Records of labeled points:
*-*-*

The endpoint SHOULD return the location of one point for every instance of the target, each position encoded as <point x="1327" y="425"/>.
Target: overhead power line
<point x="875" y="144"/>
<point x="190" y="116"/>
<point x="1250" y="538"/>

*-*-*

TASK DETAILS:
Update the records above by changing "overhead power line" to "power cable", keeping every other part unchanged.

EXERCISE RESPONSE:
The endpoint SHOULD return the location of one point for every instance of the target, each position encoded as <point x="1327" y="425"/>.
Target: power cable
<point x="875" y="144"/>
<point x="190" y="116"/>
<point x="1250" y="538"/>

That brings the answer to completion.